• **WORK TASK**
An exact copy of all the records is the expected answer.

Data items:
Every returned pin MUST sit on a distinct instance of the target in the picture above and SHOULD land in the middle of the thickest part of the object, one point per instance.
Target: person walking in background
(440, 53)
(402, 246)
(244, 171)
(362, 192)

• **RESULT**
Every returned pin MUST sit on a distinct instance of the target in the picture above and SHOULD land in the middle of the thickest part of the object, one point per instance.
Target: person walking in background
(440, 53)
(402, 246)
(244, 171)
(362, 192)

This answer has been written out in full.